— Extract to read —
____
It’s untrue that a same-sex couple can’t have an unassisted birth, at least in the case of two women. One could certainly find a willing partner to try and get pregnant with, and, once that is accomplished, the male partner may not want anything to do with the child. I think, but I’m not researching it right now, that the statute states that, in the case where a child is conceived through an affair, the husband is still considered, by default, the father, unless paternity tests, etc., happens. So, this would be just as if one wife had an affair and got pregnant. The other spouse should be considered the parent, just like it would be for an opposite sex couple.
The only thing that springs to mind for me is the presence of the word “husband” in the statute. It’s my understanding that in a F-F SSM, each person refers to her spouse as “wife” (conversely, two men will each refer to their spouse as “husband”).*
Of course, replacing the word “husband” with “spouse” in the statute solves the problem nicely. Had the Arkansas Supremes insisted that such replacement must be accomplished legislatively, there might have been a little more argument (still with the same outcome, though).
*This may not be universal, which would tend to undermine the basis of even this shaky rationalization.
The default is different because the concerns are different. When it’s an opposite-sex couple, the husband is presumed the parent because there is no way of establishing that the wife had sex with someone outside the marriage, absent paternity testing. Having no presumption would raise the risk of irresponsible husbands falsely denying paternity and avoiding testing.
When it’s a lesbian couple having a baby, the gestational mother unquestionably got spermed in one way or another by someone outside the marriage, and the relevant question is whether she did so for purposes of assisted reproduction with her spouse or because she was having a bisexual extramarital affair. A presumption that the non-gestational spouse is the other parent increases the risk that the non-gestational spouse will be compelled into parenthood that she did not intend or consent to (and again excusing an irresponsible man).
____
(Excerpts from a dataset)
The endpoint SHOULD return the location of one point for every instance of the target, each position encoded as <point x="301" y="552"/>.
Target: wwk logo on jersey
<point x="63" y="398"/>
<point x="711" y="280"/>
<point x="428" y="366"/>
____
— What to work on —
A - In the comments on the parentage statute, what change to the statute's wording is said to solve the problem nicely?
B - Translate this sentence from the comments on the parentage statute into Spanish: "The default is different because the concerns are different."
C - Resume the comments on the parentage statute from the point where they stop.

— Task-by-task results —
A - Replacing the word "husband" with "spouse" in the statute.

B - El criterio por defecto es distinto porque las preocupaciones son distintas.

C -
That’s one way to look at it, but you could also look at it this way. When the wife of an opposite sex couple has an affair and she, her husband, and the biological father all know about it, the husband still ends up with his name on the birth certificate, barring extraordinary actions. That’s true even if the husband has no testicles or has had a vasectomy and couldn’t possibly be the father. However, when the wife of a same-sex couple has an affair and she, her wife, and the biological father all know about it, the state is saying that either the bio father or no one is listed on the birth certificate. That’s disparate treatment and disallowed under Obergefell.
When I had my kids, no one asked me whether I was fertile and no one checked under my pants for the presence of sperm makers, and yet here I am with my kids’ names on their BCs.
Speaking purely hypothetically for the sake of argument, suppose the paternity test shows that your wife conceived a child with another man. She says, however, that you privately asked her to do so and agreed that you would assume all parental responsibility if she got pregnant. How will you prove otherwise?
My point being that the regime you’re proposing makes it more difficult for an “innocent” spouse victimized by an affair to deny parenthood in a same-sex marriage, which is disparate treatment.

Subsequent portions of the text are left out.